### Your goal
Rescale the point coordinates in everything from the start of the entries down to the line containing "point(194, 233)", both ends included, by multiplying each by 2.55 and rounding to whole numbers, with halves rounded up. Give all those lines again, requests included, changing only the coordinate numbers.

### Listed entries
^^^^^^^^
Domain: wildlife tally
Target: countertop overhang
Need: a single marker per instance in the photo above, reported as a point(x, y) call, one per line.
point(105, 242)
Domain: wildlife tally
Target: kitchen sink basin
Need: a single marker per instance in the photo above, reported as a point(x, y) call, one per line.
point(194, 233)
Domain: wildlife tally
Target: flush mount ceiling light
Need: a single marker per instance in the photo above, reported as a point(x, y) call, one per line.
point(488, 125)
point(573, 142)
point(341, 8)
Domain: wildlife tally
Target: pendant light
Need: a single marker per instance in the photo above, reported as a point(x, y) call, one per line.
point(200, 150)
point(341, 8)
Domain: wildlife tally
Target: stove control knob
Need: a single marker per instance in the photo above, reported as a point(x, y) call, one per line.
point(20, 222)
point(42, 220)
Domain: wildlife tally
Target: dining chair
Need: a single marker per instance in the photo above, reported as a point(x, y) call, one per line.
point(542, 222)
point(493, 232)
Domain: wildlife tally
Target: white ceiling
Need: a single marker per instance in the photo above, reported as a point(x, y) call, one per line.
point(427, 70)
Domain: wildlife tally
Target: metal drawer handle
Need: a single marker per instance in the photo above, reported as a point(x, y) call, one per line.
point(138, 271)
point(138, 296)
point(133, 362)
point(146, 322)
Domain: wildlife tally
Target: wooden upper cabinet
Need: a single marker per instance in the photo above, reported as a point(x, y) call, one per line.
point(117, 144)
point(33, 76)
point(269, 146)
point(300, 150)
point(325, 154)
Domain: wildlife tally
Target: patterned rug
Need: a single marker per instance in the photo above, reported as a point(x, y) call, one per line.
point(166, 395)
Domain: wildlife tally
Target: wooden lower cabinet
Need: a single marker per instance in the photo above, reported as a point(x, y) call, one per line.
^^^^^^^^
### Answer in full
Domain: wildlife tally
Target: countertop overhang
Need: a single marker per instance in the photo above, reported as a point(x, y) call, one per line.
point(268, 617)
Domain: wildlife tally
Target: kitchen sink basin
Need: a single marker per instance in the photo above, reported as a point(x, y) call, one per line.
point(495, 594)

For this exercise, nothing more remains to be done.